◆ **À FAIRE**:
1. D'après l'extrait choisi, expliquez en une à trois phrases pourquoi la cour d'appel ne déduit de la période d'essai du CDI que la durée du dernier contrat CDD.
2. Indiquez, s'il vous plaît, si chacune des affirmations suivantes s'accorde avec l'extrait choisi : répondez par oui ou non et citez les mots décisifs de l'extrait. (a) La salariée a d'abord été engagée par quatre contrats à durée déterminée. (b) Le contrat à durée indéterminée prévoyait une période d'essai de deux mois. (c) La Cour de cassation confirme l'arrêt de la cour d'appel.
3. Recopiez sans rien changer tout le passage de l'extrait choisi, depuis « Par la suite, elle » jusqu'à « 15 septembre 2017. ».

Présentation de l’affaire
Une salariée est engagée en qualité d'infirmière, suivant 3 contrats à durée déterminée :
- Du 18 au 31 mai 2017 ;
- Du 1er juin au 30 juin 2017 ;
- Et du 1er août au 30 août 2017
Ce qui fait une durée totale de 2 mois et 14 jours, sous contrat CDD (NDLR : cette durée est importante pour mieux saisir l’arrêt de la Cour de cassation).
Par la suite, elle est engagée par contrat à durée indéterminée du 4 septembre 2017, ce dernier contrat prévoyant une période d'essai de 2 mois.
L'employeur notifie à la salariée la rupture de la période d'essai le 15 septembre 2017.
Mais cette dernière saisit la juridiction prud’homale, estimant que cette rupture n’était pas une rupture de période d’essai mais un licenciement sans cause réelle et sérieuse.
Arrêt de la cour d’appel
La cour d’appel d'Aix en Provence, par arrêt du 18 juin 2021, déboute la salariée de sa demande.
Pour cela, la cour d’appel retient que :
- Les 2ème et 3ème contrats CDD sont espacés d'une période intercalaire d'un mois ;
- Que les 3ème et 4ème contrats sont espacés d'une période intercalaire de 3 jours calendaires ;
- Et que cette discontinuité ne caractérise pas une chaîne de contrats pour leur totalité mais seulement pour le contrat du 1er au 30 août 2017 suivi dès le 4 septembre 2017 du contrat à durée indéterminée.
En d’autres termes :
- La cour d’appel ne déduisait ici que la durée du dernier contrat CDD de la période d’essai du contrat CDI ;
- Cette période d’essai se terminant alors le 4 octobre 2017 ;
- Permettant ainsi à l’employeur de rompre la période d’essai le 17 septembre 2017, se trouvant bien dans le délai pour le faire.
Mais la salariée insiste et décide de se pourvoir en cassation.
Arrêt de la Cour de cassation
La Cour de cassation ne partage pas le raisonnement de la cour d’appel d'Aix en Provence, dont elle casse et annule l’arrêt, renvoyant les parties devant la cour d'appel d'Aix-en-Provence autrement composée.

◆ **LIGNES FOURNIES**:
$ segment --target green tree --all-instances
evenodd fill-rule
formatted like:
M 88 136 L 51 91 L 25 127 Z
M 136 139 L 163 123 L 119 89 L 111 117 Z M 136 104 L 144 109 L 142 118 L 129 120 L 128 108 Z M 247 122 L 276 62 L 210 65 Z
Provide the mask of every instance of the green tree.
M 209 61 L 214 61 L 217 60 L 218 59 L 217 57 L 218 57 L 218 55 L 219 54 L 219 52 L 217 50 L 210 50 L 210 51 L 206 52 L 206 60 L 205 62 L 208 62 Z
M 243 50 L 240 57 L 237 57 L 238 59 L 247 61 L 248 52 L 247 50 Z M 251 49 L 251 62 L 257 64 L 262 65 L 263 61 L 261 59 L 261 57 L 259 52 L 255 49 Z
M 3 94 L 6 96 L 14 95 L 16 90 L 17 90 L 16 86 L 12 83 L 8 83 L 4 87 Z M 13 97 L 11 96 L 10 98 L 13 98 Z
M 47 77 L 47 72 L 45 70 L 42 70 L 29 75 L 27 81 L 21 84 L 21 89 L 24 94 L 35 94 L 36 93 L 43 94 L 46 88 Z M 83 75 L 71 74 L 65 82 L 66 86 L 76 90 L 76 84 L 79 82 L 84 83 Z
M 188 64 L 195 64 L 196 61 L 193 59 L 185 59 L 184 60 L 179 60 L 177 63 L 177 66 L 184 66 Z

◆ **SOLUTIONS**:
1. Selon la cour d'appel, la discontinuité entre les contrats ne caractérise pas une chaîne de contrats pour leur totalité. Elle n'en caractérise une que pour le contrat du 1er au 30 août 2017, suivi dès le 4 septembre 2017 du contrat à durée indéterminée. La cour relève en effet une période intercalaire d'un mois entre les 2e et 3e contrats CDD, et une période de 3 jours calendaires entre les 3e et 4e contrats.

2.
(a) Non : « suivant 3 contrats à durée déterminée ».
(b) Oui : « ce dernier contrat prévoyant une période d'essai de 2 mois ».
(c) Non : « dont elle casse et annule l’arrêt ».

3.
Par la suite, elle est engagée par contrat à durée indéterminée du 4 septembre 2017, ce dernier contrat prévoyant une période d'essai de 2 mois.
L'employeur notifie à la salariée la rupture de la période d'essai le 15 septembre 2017.